» Problem to solve
Using the listing below, keep only the lines with the word "blue" and copy them.

+++ Material to process

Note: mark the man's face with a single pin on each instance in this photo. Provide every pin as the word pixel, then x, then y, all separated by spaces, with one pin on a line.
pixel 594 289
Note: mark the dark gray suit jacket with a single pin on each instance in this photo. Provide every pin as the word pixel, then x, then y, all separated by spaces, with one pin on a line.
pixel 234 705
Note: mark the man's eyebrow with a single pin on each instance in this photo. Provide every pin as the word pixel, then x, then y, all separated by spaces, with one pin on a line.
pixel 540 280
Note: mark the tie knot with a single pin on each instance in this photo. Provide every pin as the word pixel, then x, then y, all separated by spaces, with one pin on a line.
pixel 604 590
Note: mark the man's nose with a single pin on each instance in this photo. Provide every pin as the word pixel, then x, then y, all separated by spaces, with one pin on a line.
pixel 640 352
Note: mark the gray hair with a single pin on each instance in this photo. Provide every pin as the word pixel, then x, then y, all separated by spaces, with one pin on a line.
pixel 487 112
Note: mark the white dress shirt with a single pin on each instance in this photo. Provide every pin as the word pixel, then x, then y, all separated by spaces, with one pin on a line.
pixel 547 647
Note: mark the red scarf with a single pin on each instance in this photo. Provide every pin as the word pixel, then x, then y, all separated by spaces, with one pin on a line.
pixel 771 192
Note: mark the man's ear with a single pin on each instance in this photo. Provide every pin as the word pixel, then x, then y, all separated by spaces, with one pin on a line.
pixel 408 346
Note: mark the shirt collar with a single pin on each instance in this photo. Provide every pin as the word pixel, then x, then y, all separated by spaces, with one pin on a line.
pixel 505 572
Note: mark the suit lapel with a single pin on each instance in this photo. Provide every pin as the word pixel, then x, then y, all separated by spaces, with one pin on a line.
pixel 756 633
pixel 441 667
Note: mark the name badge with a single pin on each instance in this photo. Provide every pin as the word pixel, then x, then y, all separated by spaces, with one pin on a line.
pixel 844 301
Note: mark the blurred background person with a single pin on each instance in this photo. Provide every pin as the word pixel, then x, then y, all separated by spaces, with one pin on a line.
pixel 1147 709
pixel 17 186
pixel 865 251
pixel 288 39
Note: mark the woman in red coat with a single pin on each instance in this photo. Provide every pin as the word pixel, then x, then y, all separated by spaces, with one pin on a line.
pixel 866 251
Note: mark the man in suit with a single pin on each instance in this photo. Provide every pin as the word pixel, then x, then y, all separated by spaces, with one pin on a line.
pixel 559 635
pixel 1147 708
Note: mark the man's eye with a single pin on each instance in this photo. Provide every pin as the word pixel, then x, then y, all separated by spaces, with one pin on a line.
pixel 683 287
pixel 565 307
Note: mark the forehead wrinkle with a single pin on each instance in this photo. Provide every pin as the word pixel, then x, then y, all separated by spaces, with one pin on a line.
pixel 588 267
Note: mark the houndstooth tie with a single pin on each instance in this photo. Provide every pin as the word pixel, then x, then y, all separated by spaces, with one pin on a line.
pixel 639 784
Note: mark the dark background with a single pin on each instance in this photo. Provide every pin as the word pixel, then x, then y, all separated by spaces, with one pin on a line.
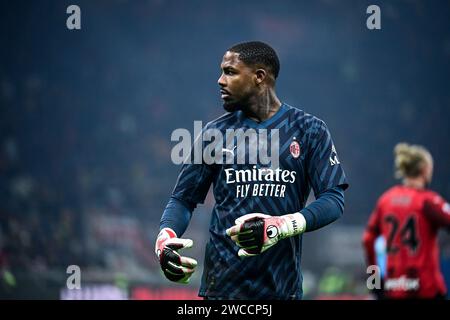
pixel 86 117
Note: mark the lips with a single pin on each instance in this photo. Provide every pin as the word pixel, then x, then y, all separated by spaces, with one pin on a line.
pixel 224 93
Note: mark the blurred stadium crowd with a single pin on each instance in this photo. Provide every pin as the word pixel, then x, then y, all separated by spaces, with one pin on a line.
pixel 86 118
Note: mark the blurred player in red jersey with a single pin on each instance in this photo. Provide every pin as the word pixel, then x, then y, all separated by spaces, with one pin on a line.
pixel 409 217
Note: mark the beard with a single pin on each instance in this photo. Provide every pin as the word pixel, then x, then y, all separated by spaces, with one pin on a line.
pixel 231 106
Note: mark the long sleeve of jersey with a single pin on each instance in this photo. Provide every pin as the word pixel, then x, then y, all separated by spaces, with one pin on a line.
pixel 328 207
pixel 371 233
pixel 438 211
pixel 176 216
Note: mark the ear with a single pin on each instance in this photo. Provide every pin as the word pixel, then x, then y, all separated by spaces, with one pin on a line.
pixel 260 76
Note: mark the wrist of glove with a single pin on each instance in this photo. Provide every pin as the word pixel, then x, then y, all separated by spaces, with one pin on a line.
pixel 254 233
pixel 175 267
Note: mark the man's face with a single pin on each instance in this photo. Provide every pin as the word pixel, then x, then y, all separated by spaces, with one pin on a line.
pixel 237 82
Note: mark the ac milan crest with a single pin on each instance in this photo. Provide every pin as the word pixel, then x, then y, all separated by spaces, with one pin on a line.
pixel 294 148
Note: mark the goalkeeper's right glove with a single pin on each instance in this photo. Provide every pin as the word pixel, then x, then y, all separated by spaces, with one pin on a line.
pixel 175 267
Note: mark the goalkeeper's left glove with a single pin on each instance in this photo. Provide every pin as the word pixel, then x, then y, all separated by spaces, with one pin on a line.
pixel 257 232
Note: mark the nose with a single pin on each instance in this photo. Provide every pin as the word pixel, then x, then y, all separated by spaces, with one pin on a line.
pixel 221 81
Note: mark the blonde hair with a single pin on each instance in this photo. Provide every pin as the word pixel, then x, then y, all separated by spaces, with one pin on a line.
pixel 410 160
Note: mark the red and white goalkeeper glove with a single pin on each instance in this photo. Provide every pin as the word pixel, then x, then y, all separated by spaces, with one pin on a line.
pixel 257 232
pixel 175 267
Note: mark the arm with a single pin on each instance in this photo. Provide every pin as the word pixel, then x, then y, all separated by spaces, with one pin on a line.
pixel 328 207
pixel 371 233
pixel 191 188
pixel 328 181
pixel 438 211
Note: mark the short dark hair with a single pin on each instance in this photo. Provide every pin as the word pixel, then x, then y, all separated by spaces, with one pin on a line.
pixel 257 52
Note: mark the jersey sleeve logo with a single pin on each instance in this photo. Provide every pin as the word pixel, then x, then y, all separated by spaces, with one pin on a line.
pixel 333 158
pixel 294 148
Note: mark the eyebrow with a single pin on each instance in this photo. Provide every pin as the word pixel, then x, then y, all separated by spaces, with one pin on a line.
pixel 228 68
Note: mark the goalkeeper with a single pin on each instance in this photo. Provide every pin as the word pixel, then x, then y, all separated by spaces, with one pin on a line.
pixel 255 236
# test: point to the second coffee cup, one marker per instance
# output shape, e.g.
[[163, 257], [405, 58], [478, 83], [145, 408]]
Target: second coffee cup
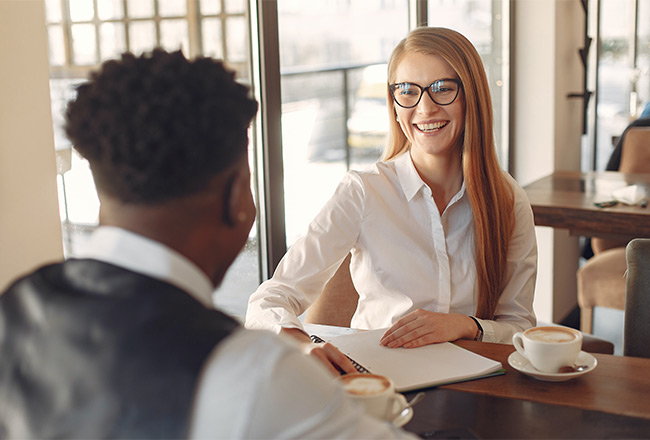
[[549, 348], [375, 393]]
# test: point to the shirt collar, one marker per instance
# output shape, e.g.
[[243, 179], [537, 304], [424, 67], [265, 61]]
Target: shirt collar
[[140, 254], [411, 181]]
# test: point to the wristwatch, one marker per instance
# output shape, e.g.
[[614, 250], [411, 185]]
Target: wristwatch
[[479, 330]]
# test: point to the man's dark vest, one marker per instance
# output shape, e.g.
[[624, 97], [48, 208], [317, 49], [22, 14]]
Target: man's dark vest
[[91, 350]]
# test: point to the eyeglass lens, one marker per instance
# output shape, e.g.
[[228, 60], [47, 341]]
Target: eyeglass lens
[[442, 92]]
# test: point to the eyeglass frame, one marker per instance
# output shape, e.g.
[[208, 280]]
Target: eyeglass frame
[[393, 87]]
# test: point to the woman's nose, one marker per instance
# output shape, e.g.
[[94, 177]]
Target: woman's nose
[[427, 104]]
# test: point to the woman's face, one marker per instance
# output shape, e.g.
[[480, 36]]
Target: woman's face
[[431, 128]]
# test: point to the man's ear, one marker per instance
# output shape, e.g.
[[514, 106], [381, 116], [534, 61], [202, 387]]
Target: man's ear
[[232, 201]]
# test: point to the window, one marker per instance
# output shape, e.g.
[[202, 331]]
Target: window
[[623, 74], [334, 113], [486, 25], [84, 33]]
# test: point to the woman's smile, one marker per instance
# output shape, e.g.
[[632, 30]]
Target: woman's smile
[[431, 128]]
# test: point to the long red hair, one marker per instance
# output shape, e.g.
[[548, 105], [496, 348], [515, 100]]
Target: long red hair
[[490, 194]]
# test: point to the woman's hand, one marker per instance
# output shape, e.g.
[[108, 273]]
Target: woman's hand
[[423, 327], [326, 353]]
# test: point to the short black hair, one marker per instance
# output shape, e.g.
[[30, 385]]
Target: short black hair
[[159, 126]]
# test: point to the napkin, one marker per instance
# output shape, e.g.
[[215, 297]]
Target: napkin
[[630, 195]]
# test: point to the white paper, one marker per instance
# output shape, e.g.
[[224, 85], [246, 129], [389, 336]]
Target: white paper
[[413, 368], [630, 195]]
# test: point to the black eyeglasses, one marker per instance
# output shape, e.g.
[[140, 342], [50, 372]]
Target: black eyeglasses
[[442, 92]]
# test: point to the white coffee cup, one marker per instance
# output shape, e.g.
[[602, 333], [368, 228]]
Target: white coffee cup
[[549, 348], [375, 393]]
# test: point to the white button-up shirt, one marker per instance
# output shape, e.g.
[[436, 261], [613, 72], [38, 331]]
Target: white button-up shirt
[[254, 384], [405, 256]]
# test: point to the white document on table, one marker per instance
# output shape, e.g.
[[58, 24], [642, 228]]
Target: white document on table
[[415, 368]]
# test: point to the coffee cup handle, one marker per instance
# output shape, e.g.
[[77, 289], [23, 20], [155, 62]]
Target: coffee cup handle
[[396, 405], [517, 341]]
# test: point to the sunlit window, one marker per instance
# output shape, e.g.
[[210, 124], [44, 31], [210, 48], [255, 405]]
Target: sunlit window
[[84, 33]]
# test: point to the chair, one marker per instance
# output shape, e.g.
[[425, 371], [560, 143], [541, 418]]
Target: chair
[[338, 302], [600, 280], [636, 334]]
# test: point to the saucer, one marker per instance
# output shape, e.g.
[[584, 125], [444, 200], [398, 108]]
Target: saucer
[[405, 416], [521, 364]]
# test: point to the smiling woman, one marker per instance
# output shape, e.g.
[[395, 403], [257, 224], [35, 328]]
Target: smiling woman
[[442, 241]]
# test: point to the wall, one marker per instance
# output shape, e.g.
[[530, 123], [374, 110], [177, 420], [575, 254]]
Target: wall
[[547, 129], [30, 228]]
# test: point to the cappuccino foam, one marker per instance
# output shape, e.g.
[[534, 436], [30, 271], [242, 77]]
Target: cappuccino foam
[[365, 385], [551, 334]]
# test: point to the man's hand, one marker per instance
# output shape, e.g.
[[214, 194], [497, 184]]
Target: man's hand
[[423, 327], [326, 353]]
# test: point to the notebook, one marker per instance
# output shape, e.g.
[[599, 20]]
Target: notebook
[[415, 368]]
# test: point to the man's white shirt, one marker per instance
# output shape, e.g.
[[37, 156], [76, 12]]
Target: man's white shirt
[[254, 384]]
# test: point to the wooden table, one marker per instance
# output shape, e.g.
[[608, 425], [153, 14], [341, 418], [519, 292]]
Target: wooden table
[[613, 401], [565, 200]]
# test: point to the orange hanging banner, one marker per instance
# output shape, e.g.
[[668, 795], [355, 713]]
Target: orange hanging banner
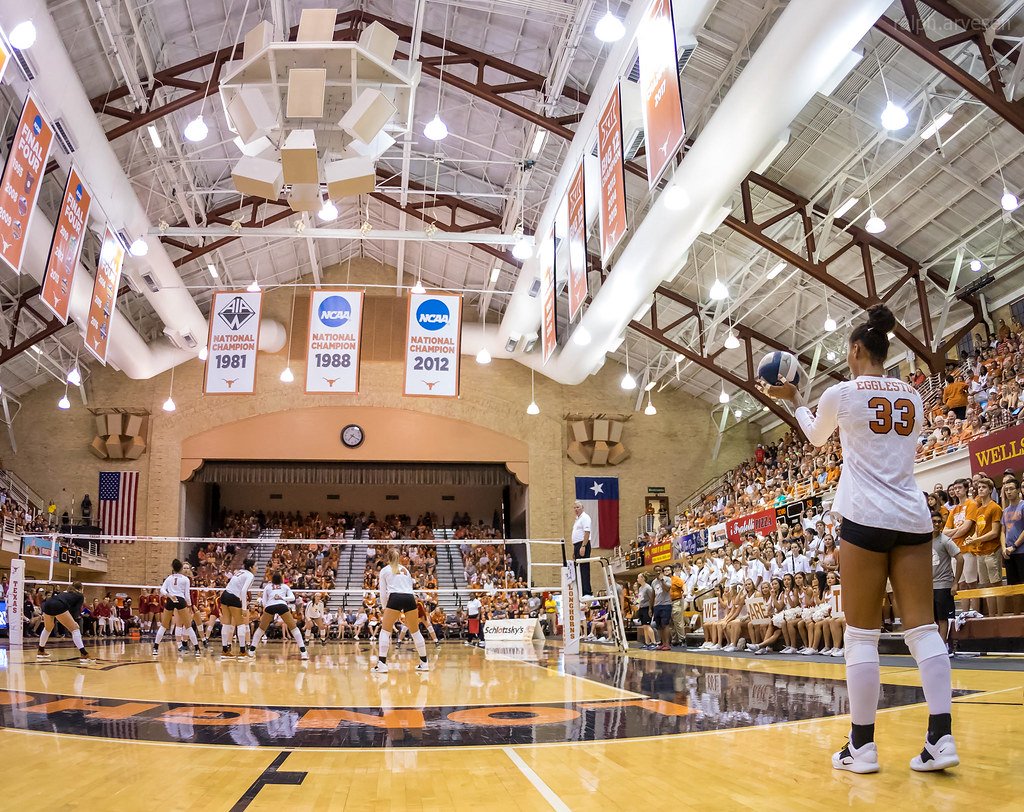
[[104, 294], [577, 201], [67, 246], [19, 184], [609, 151], [659, 92]]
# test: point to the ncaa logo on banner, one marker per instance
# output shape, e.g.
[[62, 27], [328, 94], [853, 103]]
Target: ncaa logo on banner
[[334, 311], [432, 314]]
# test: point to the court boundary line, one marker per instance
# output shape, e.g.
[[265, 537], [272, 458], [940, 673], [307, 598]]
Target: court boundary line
[[549, 795]]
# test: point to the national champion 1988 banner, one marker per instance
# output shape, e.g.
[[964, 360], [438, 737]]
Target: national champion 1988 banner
[[432, 345], [334, 341], [104, 295], [20, 181], [66, 247], [230, 365]]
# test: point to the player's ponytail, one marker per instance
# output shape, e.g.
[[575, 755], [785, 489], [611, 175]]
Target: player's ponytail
[[873, 334]]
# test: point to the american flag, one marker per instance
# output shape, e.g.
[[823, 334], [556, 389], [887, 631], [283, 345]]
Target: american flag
[[118, 499]]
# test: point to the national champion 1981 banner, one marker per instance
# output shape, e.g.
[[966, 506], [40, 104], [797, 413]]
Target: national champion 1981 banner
[[104, 295], [549, 336], [334, 341], [660, 96], [577, 241], [230, 364], [432, 345], [20, 181], [609, 152], [66, 247]]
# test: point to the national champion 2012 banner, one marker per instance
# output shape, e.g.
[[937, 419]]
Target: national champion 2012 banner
[[432, 345], [333, 342], [22, 178], [230, 365]]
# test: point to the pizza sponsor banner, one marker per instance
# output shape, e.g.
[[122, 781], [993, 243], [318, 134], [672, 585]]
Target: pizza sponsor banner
[[66, 248], [660, 96], [104, 295], [433, 343], [549, 336], [19, 184], [609, 151], [334, 341], [994, 453], [761, 523], [230, 364], [577, 205]]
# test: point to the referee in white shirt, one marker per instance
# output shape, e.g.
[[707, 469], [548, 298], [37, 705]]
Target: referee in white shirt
[[581, 545]]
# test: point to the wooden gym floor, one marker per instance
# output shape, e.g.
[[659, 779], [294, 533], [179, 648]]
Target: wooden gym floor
[[507, 728]]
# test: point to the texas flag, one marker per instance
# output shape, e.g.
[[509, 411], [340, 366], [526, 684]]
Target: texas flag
[[599, 496]]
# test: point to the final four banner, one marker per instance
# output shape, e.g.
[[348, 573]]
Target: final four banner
[[230, 366], [333, 344], [433, 344]]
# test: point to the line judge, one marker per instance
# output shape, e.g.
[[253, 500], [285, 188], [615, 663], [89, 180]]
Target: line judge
[[581, 545]]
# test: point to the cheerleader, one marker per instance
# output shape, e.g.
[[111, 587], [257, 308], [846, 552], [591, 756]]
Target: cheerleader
[[66, 608], [886, 532], [276, 596], [397, 596], [316, 613], [233, 605], [175, 592]]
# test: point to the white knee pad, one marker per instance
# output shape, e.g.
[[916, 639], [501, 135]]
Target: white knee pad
[[861, 645], [925, 642]]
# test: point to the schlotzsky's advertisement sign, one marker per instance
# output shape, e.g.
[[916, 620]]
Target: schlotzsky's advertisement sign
[[993, 454], [22, 177], [230, 366], [761, 522], [104, 295], [333, 342], [434, 338], [67, 246]]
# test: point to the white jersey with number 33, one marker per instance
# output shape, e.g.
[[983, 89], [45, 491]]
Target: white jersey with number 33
[[879, 423]]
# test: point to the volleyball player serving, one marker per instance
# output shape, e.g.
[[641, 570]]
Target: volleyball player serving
[[66, 608], [397, 596], [233, 602], [886, 532], [276, 597]]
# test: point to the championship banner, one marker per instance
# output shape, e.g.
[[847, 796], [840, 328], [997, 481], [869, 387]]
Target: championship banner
[[433, 344], [66, 248], [549, 336], [22, 177], [660, 95], [333, 342], [230, 366], [609, 151], [104, 294], [577, 205], [994, 453], [657, 553], [761, 523]]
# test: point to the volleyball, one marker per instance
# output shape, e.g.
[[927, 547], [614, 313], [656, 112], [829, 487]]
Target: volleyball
[[779, 366]]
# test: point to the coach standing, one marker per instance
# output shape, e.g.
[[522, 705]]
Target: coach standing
[[581, 546]]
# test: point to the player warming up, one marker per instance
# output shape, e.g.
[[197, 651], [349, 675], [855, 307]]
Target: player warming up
[[397, 596], [886, 532], [66, 608], [175, 592], [276, 597], [233, 605]]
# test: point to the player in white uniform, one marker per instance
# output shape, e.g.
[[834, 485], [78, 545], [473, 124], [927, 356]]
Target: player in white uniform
[[233, 606], [397, 596], [175, 592], [276, 596], [886, 532]]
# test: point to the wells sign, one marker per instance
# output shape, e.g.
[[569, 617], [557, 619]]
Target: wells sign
[[993, 454]]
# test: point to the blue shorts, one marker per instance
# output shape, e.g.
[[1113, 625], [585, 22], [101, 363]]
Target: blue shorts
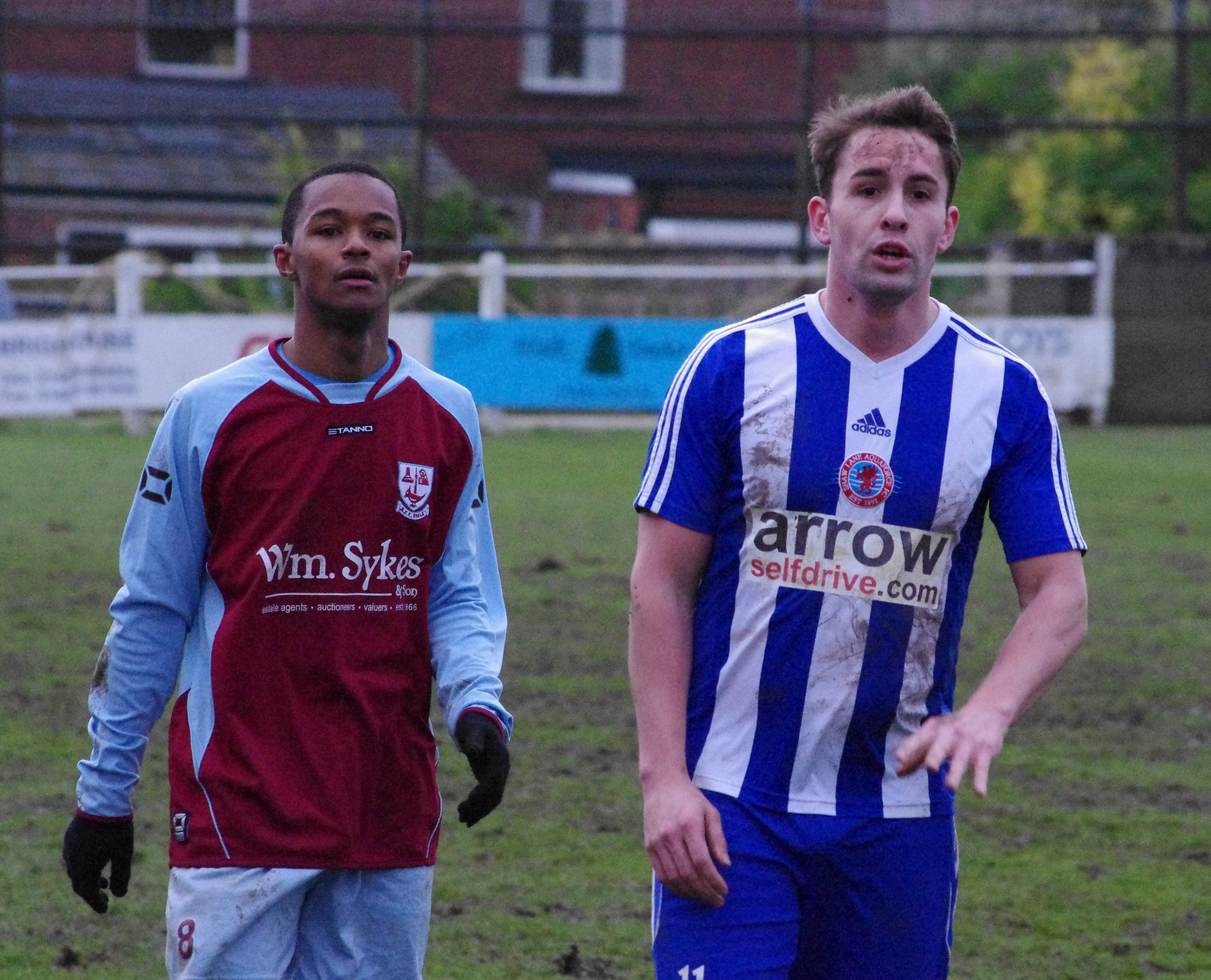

++++++

» Exercise response
# test: point to the blue shorts, one marker per instance
Target: blue shorts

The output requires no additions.